> _TO DO_:
A. In the reflection on Martha and hospitality below, list every person mentioned by name. Count each person once, even if they appear under more than one name.
B. Pick up the reflection on Martha and hospitality below after its last sentence and keep writing it.
(DOCUMENT SEGMENT begins)
Some Thoughts on Martha (And Hospitality)
I’ve been making my way through a devotional from She Reads Truth (their iPad app is beautiful) on the subject of hospitality. It’s something I want to be better at – this opening of not only one’s home, but also one’s heart to those around them. To see them, to know them, to show them there is plenty of room for them at Christ’s table. Because, as author Annie F. Downs shared in the devotional from the day 3 reading, “When we feel known, it changes who we are.” That’s what we all want, to one degree or another, isn’t it? To be seen, to be known? To have safe places to be us, faults and strong points and everything in-between?
I think Martha felt that way with Jesus.
A bit of background in case you need it: Martha lived with her sister, Mary, and their brother Lazarus in the village of Bethany near Jerusalem during the time Jesus walked the earth. In fact, it seemed Jesus spent a fair bit of time (when He could) at the house of Martha, Mary, and Lazarus. We are told in the 10th chapter of Luke (v. 38) that Martha “… welcomed Him into her house.” So He was no stranger to them, or they to Him. And welcoming a person into one’s home during those times didn’t involve making a quick cup of coffee via the Keurig and opening a package of cookies you picked up at the grocery store earlier in the day. It involved preparing a meal. And it sounds like this is something Martha took seriously, even as she sat at Jesus’ feet to listen to His teaching (for Luke 10:39 (MEV) reads that Mary “… also sat at Jesus’ feet and listened to His teaching.” (emphasis mine)).
(DOCUMENT SEGMENT ends)
(DATASET EXTRACT begins)
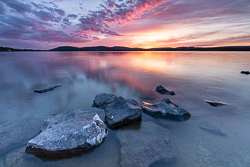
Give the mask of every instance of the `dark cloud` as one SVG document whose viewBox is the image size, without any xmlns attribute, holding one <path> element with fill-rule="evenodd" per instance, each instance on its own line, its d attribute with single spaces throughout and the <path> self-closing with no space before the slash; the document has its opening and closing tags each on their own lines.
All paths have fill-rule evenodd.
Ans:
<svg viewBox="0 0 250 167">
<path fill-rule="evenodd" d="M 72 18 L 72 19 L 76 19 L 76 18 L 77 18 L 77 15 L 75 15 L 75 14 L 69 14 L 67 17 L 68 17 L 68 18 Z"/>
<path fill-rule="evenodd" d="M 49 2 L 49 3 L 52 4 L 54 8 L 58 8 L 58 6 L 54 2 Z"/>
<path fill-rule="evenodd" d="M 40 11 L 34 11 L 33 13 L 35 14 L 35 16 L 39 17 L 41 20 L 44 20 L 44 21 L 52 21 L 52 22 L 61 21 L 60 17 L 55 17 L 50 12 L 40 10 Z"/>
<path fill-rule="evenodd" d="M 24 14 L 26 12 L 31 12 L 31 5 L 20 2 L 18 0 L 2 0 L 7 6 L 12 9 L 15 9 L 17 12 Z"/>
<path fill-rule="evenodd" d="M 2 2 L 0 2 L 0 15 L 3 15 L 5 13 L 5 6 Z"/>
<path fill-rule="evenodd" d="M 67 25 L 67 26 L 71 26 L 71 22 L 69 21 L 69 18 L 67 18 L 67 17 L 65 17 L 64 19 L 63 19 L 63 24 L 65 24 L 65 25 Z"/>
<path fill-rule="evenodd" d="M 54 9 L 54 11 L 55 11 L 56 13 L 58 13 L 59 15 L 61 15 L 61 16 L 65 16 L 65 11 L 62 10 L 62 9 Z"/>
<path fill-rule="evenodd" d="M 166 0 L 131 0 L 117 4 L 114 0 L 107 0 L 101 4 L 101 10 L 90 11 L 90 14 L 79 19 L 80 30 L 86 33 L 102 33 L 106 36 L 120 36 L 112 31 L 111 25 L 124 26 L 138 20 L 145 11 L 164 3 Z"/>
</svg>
(DATASET EXTRACT ends)
> _TASK-BY-TASK ANSWERS_:
A. Martha, Mary, Lazarus, Jesus, Annie F. Downs

B.
Yet … yet even as she listened to the teachings of Jesus – from Jesus – Martha was distracted. The meal wasn’t going to prepare itself, after all. Plates and cups were not going to make their own way to the table. Bread wasn’t sliced until you sliced it. So Martha did what many of us do when feeling like we’re left on our own to shoulder more than our fair share of the work: She complained to someone about it. In this case, she went to Jesus and asked Him if He didn’t care that Mary had left her to do all the work alone. And Jesus gave an answer that has, more or less, served as Martha’s condemnation ever since:
Jesus answered her, “Martha, Martha, you are anxious and troubled about many things. But one thing is needed. And Mary has chosen the good part, which shall not be taken from her.” –Luke 10:41-42 (MEV)
In other words, Mary made the better choice to listen solely to Jesus’ teaching instead of wasting her time on flim-flammy meal preparations. Or so we say with an unspoken “Tsk, tsk” and a pitying shake of our heads in Martha’s direction. And, well, Jesus is right – I mean, it’s Jesus—kind of a waste of time to argue with Him. Besides which, hearing what Jesus has to say is a needful, a necessary thing in the life of a Christ follower.
But Martha’s work wasn’t useless or pointless either, for the service she was providing is spelled out thusly in the original Greek:
Serving – diakonia (in the Greek): serviceable labor, service, assistance; involves compassionate love toward the needy within the Christian community; every business, every calling, so far as its labor benefits other is a diakonia.
Serve – diakoneo (in the Greek, used when Mary asked Jesus in v. 40 if He didn’t care that Mary had left her to serve alone): In its narrowest sense, diakoneo means to wait on a table, serve at dinner. Generally it means to do someone a service, care for someone’s needs. There is an inferred service rendered, bringing advantage to others, to help.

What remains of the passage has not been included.